>> BEGIN

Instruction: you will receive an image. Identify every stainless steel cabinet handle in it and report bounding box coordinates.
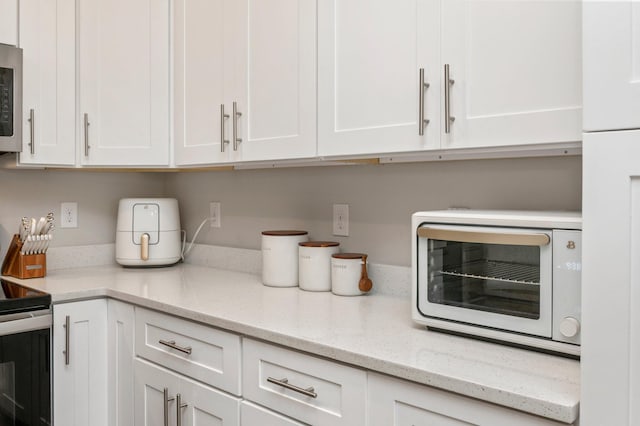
[84,113,91,157]
[418,227,551,246]
[233,102,242,151]
[444,64,456,133]
[176,394,189,426]
[29,109,36,155]
[62,315,71,365]
[418,68,429,136]
[158,340,191,355]
[162,388,175,426]
[267,377,318,398]
[220,104,229,152]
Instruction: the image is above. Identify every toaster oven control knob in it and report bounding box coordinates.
[560,317,580,337]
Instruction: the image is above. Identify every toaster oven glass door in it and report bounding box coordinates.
[418,224,552,337]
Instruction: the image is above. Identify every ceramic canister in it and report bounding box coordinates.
[298,241,340,291]
[331,253,367,296]
[262,231,309,287]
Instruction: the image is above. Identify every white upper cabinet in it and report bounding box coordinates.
[318,0,441,156]
[175,0,316,166]
[77,0,171,166]
[440,0,582,149]
[583,0,640,132]
[174,0,235,166]
[0,0,18,46]
[232,0,317,161]
[19,0,76,165]
[318,0,582,155]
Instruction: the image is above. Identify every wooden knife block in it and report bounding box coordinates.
[2,234,47,279]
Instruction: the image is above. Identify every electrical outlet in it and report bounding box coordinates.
[333,204,349,237]
[209,201,222,228]
[60,202,78,228]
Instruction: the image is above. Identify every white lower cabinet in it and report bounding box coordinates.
[134,358,240,426]
[136,308,240,396]
[107,299,135,426]
[53,299,561,426]
[240,401,303,426]
[242,339,367,426]
[367,372,563,426]
[53,299,108,426]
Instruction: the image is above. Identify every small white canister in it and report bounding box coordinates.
[262,231,309,287]
[331,253,372,296]
[298,241,340,291]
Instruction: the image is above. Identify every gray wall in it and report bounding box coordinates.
[0,157,582,265]
[166,156,582,265]
[0,169,165,259]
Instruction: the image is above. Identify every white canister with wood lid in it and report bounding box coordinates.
[298,241,340,291]
[331,253,373,296]
[262,231,309,287]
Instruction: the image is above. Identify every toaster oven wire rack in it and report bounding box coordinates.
[439,260,540,285]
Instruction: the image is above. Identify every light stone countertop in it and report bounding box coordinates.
[3,264,580,423]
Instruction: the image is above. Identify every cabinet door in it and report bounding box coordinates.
[234,0,317,161]
[439,0,582,148]
[318,0,441,156]
[20,0,76,165]
[583,0,640,131]
[174,0,235,166]
[107,299,135,426]
[134,359,240,426]
[77,0,171,166]
[580,130,640,425]
[53,299,107,426]
[0,0,18,46]
[367,373,561,426]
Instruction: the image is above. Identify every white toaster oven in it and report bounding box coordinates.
[412,210,582,356]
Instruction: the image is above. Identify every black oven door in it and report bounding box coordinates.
[0,311,51,426]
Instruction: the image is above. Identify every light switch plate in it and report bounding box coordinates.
[60,202,78,228]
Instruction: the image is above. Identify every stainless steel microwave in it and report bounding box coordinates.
[412,209,582,356]
[0,44,22,152]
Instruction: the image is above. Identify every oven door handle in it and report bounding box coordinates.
[418,226,551,246]
[0,314,52,336]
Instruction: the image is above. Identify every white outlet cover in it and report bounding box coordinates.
[60,202,78,228]
[209,201,222,228]
[333,204,349,237]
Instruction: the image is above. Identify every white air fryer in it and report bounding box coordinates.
[116,198,181,266]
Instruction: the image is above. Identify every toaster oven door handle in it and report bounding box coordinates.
[418,227,551,246]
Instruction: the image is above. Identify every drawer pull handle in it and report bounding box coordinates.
[158,340,191,355]
[267,377,318,398]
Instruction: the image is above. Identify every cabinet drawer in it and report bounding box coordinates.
[136,308,240,395]
[367,372,566,426]
[242,339,366,426]
[240,401,304,426]
[134,359,240,426]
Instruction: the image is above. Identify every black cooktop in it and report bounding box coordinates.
[0,279,51,315]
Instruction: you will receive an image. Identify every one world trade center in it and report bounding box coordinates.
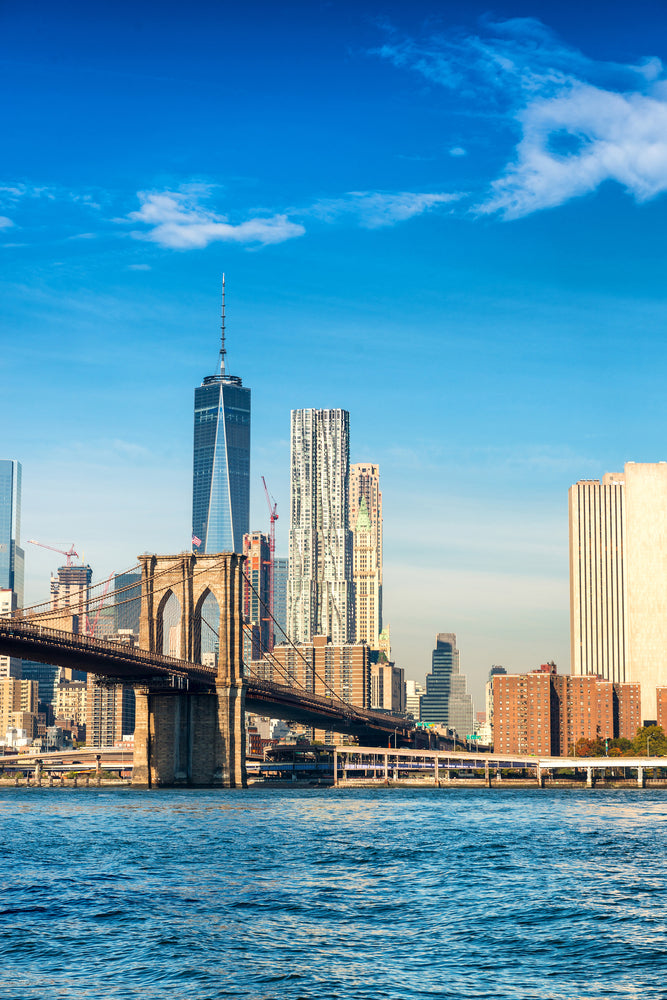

>> END

- Exercise details: Can you output all of the data above as a Markdown table with the columns "Row" and "Data line", putting each line in its own numbered row? Skip any blank lines and leave the pictures out.

- Solution for this problem:
| Row | Data line |
|---|---|
| 1 | Instruction: you will receive an image. Identify every stainless steel cabinet handle in it and report bounding box coordinates. |
| 2 | [84,113,91,157] |
| 3 | [418,227,551,246] |
| 4 | [233,102,242,151] |
| 5 | [444,64,456,133] |
| 6 | [176,394,189,426] |
| 7 | [29,109,36,155] |
| 8 | [62,315,71,365] |
| 9 | [418,68,429,136] |
| 10 | [158,340,191,355] |
| 11 | [162,388,175,426] |
| 12 | [267,377,318,398] |
| 13 | [220,104,229,152] |
| 14 | Instruction: the image is above. Identify every toaster oven control knob in it and report bounding box coordinates. |
| 15 | [560,317,580,337] |
| 16 | Instruction: the image is above. Identify every toaster oven glass door in it and report bounding box coordinates. |
| 17 | [418,224,552,337] |
| 18 | Instruction: the image is above. Identify every ceramic canister in it and report bounding box coordinates. |
| 19 | [298,241,340,291] |
| 20 | [331,253,367,296] |
| 21 | [262,231,309,287] |
| 22 | Instruction: the image is above. Identify every white upper cabinet in it and report bounding box coordinates. |
| 23 | [318,0,441,156] |
| 24 | [175,0,316,166] |
| 25 | [77,0,171,166] |
| 26 | [440,0,582,149] |
| 27 | [583,0,640,132] |
| 28 | [174,0,235,166] |
| 29 | [0,0,18,46] |
| 30 | [232,0,317,161] |
| 31 | [19,0,76,165] |
| 32 | [318,0,582,155] |
| 33 | Instruction: the image is above. Identify every wooden knife block in it and report bounding box coordinates. |
| 34 | [2,234,47,279] |
| 35 | Instruction: the image is above. Identify every electrical outlet in it and report bounding box coordinates. |
| 36 | [333,204,349,237] |
| 37 | [209,201,222,228] |
| 38 | [60,202,78,228] |
| 39 | Instruction: the image is above. Identify every white lower cabinet in it and report bounding box coordinates. |
| 40 | [134,358,240,426] |
| 41 | [136,308,240,396] |
| 42 | [107,299,135,426] |
| 43 | [53,299,561,426] |
| 44 | [240,401,303,426] |
| 45 | [242,339,367,426] |
| 46 | [367,372,563,426] |
| 47 | [53,299,108,426] |
| 48 | Instruction: the image is above. Identify every small white canister in it and report bounding box coordinates. |
| 49 | [262,231,309,287] |
| 50 | [331,253,372,296] |
| 51 | [298,241,340,291] |
| 52 | Instruction: the image is above. Identify every gray wall in it and report bounding box coordinates. |
| 53 | [0,157,582,265] |
| 54 | [166,156,582,265] |
| 55 | [0,169,165,259] |
| 56 | Instruction: the image is above. Identify every white canister with wood lid in it and report bounding box coordinates. |
| 57 | [298,241,340,291] |
| 58 | [331,253,373,296] |
| 59 | [262,231,309,287] |
| 60 | Instruction: the image is above. Identify every toaster oven wire rack in it and report bounding box coordinates. |
| 61 | [439,260,540,285] |
| 62 | Instruction: the image is above. Identify every light stone countertop in it and report bounding box coordinates. |
| 63 | [3,264,580,423] |
| 64 | Instruction: the image is above. Identify every cabinet door in it and report bounding box coordinates. |
| 65 | [234,0,317,161] |
| 66 | [439,0,582,148] |
| 67 | [318,0,441,156] |
| 68 | [20,0,76,165] |
| 69 | [583,0,640,131] |
| 70 | [174,0,235,166] |
| 71 | [107,299,135,426] |
| 72 | [134,359,240,426] |
| 73 | [77,0,171,166] |
| 74 | [580,130,640,425] |
| 75 | [53,299,107,426] |
| 76 | [0,0,18,46] |
| 77 | [367,373,561,426] |
| 78 | Instruction: the image is above. Identify every white toaster oven in it and report bounding box coordinates. |
| 79 | [412,210,582,356] |
| 80 | Instruction: the image is above. Identify every black oven door in it and report bounding box coordinates. |
| 81 | [0,311,51,426] |
| 82 | Instruction: the image is above. Identify every light switch plate in it and report bounding box coordinates. |
| 83 | [60,202,78,228] |
| 84 | Instruction: the image is above. Identify every stainless steel microwave in it and report bounding box coordinates. |
| 85 | [412,209,582,356] |
| 86 | [0,44,22,152] |
| 87 | Instruction: the image is above. Identify every oven door handle in it and report bounding box coordinates. |
| 88 | [418,226,551,246] |
| 89 | [0,314,52,336] |
| 90 | Instruction: the image is above. Identify every white outlet cover in it and report bounding box coordinates. |
| 91 | [60,202,78,228] |
| 92 | [209,201,222,228] |
| 93 | [333,204,349,237] |
| 94 | Instruction: the image is above. Identify every white air fryer in it and report bounding box coordinates. |
| 95 | [116,198,181,266] |
| 96 | Instruction: the image is above. Identify every toaster oven door handle in it and report bounding box coordinates. |
| 97 | [418,227,551,246] |
| 98 | Instruction: the image is above. Identify every drawer pull handle in it and report bounding box coordinates. |
| 99 | [158,340,191,355] |
| 100 | [267,377,318,398] |
| 101 | Instruction: the image is above. Identify every cabinet drawer in it and report bounding box coordinates. |
| 102 | [136,308,240,395] |
| 103 | [367,372,566,426] |
| 104 | [242,339,366,426] |
| 105 | [240,401,304,426] |
| 106 | [134,359,240,426] |
| 107 | Instruction: the image is above. Identify every black cooktop in it and report bounding box coordinates. |
| 108 | [0,279,51,315] |
| 109 | Instruction: you will receive an image. Identify every one world trade center in it and report bounding box coordinates. |